§ **TASKS TO PERFORM**:
1. In the comment on global average temperature, what name would the writer give to an average taken over the hundred ideal planets?
2. For each statement, decide whether it agrees with the comment on global average temperature. Answer yes or no, and quote the deciding words from the comment. (a) The writer imagines a set of 100 ideal planets. (b) The writer holds that Earth has a uniform temperature field. (c) The passage the writer quotes claims that more observations yield a more precise estimate.
3. Continue the comment on global average temperature from its last sentence.
Start EXCERPTED PASSAGE
Now if you had, say, 100 different ideal planets, where somehow each planet had a uniform temperature throughout the ENTIRE planet of ONE TEMPERATURE, and THEN you measured the temperatures of each of your hundred planets, you might be able to speak of an “average global temperature” that had some semblance of physical meaning. I would call it an “average planetary temperature”. But, for this Earth we live on, where there is NOT a uniform temperature field over the entire planet, any talk of averaging to represent the whole planet is misguided.

“Measuring it is done by statistical sampling.”

I could statistically sample the velocities of every form of mechanical conveyance on Earth that could transport humans from point A to point B — the legs we walk on, automobiles, speed boats, fighter planes, ocean liners, etc — and I could come up with a huge data base of velocities, which I then could average to find the “average global velocity” for human conveyances. Could I then, from this average, determine anything about human conveyance? — say people who move at an average velocity of 1 kilometer per hour at such-and-such compass direction are more likely to die at a particular age?

I submit that something like this is going on, when you do what you say here:

“At a given instant in time if a suitable quantity of geographically dispersed thermometers are read at a given instant in time, the average of their readings is an estimator of the “global average temperature.” Now, increase the number of observations and you get a more precise estimate of the global average temperature.”
End EXCERPTED PASSAGE
Start PROVIDED DATA
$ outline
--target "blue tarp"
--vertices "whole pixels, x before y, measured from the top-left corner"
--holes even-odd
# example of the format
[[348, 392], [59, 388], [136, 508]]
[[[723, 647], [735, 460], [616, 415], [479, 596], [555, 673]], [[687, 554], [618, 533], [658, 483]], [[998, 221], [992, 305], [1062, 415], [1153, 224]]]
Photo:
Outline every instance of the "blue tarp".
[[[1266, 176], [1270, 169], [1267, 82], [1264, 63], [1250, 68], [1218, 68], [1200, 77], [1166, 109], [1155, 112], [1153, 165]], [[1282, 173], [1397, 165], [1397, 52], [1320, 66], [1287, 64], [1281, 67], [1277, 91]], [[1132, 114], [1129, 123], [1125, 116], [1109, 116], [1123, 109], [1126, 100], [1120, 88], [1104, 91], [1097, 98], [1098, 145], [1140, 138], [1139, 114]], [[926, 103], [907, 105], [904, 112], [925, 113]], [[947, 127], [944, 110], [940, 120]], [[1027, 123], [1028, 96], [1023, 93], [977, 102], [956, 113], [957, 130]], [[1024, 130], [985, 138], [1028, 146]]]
End PROVIDED DATA
Start PROVIDED DATA
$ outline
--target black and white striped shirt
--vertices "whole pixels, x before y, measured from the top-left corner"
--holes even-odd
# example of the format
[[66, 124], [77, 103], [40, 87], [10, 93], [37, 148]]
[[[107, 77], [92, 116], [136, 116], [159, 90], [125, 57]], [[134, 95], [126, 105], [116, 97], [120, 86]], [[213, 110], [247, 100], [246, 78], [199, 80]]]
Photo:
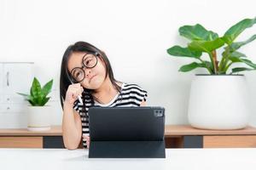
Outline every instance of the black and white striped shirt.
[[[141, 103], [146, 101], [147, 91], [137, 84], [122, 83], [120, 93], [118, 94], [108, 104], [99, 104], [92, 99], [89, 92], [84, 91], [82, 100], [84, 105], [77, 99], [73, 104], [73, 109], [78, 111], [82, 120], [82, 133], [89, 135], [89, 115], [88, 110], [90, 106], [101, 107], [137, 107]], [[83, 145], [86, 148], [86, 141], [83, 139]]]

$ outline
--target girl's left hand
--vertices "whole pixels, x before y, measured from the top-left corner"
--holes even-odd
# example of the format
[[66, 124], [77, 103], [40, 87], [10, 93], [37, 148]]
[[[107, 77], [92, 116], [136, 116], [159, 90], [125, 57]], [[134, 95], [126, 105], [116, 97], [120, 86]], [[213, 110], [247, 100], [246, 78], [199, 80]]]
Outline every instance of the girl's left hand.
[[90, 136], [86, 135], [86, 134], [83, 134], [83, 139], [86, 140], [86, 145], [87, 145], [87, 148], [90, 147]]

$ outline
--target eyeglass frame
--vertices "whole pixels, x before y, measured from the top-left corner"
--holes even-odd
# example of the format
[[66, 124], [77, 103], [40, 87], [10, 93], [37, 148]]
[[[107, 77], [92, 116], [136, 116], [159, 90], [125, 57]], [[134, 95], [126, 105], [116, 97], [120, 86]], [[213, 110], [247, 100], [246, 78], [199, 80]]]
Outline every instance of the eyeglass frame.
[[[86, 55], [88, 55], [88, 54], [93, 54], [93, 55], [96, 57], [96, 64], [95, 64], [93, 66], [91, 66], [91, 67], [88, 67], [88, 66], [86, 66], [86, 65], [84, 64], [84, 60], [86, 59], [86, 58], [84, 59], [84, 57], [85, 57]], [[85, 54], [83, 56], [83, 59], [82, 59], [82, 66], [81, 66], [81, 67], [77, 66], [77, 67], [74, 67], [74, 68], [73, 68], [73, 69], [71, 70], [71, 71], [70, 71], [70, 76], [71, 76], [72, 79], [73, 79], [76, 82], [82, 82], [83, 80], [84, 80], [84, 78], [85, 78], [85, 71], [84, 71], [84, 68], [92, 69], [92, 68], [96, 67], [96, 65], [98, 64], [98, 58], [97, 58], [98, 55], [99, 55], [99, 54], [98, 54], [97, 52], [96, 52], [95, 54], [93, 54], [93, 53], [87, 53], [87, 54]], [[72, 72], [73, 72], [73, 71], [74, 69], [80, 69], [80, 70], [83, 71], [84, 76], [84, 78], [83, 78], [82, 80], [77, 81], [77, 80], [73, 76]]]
End PROVIDED DATA
§ **EXPECTED ANSWERS**:
1. An "average planetary temperature."

2.
(a) Yes: "if you had, say, 100 different ideal planets"
(b) No: "where there is NOT a uniform temperature field over the entire planet"
(c) Yes: "increase the number of observations and you get a more precise estimate of the global average temperature."

3.
The precision of the STATISTICAL manipulation of the numbers is of no consequence, when the result of this manipulation makes no real sense for the particular circumstances to which the method applies.

• Crap, I messed up my bolding. Any timeline on when the edit function might return? In the meantime, let’s try that again:

“Wrong Masterson.

You seem to think that “temperature” is what a thermometer measures. It is not. Temperature is the average kinetic energy of the substance being measured. Since the atmosphere has a finite number of particles. the temperature of the atmosphere would be sum of all the kinetic energy of each particle in the atmosphere divided by the number of atmospheric particles.”

If you define “temperature” to mean “average kinetic energy of the substance being measured”, then temperature is exactly the same as “average kinetic energy of the substance being measured”, and so “temperature” (defined as such) is exactly what the thermometer measures. Merely substituting the definition of “temperature” in place of the definition does not change what the thermometer measures — you have just stated what the thermometer measures in a different way (multiple words of a definition, as opposed to one word that the definition explains).

Reducing the word to its definition and focusing on molecules instead of average kinetic energy changes nothing. The average kinetic energy of a collection of molecules does NOT exist anywhere. There is NO planet existing where this average kinetic energy has any physical meaning. Compare this average kinetic energy to any selected REAL position on Earth, and you will find a difference that is ALWAYS NOT that average. Sometimes it will be exceedingly higher than this average, sometimes it will be exceedingly lower than this average. There is NO physical place in reality, however, where such an average exists — it is a mathematical fantasy that tells you nothing meaningful about any particular REAL point that went into its fabrication.

“Because of this argument, a quantity called the “global average temperature” exists.”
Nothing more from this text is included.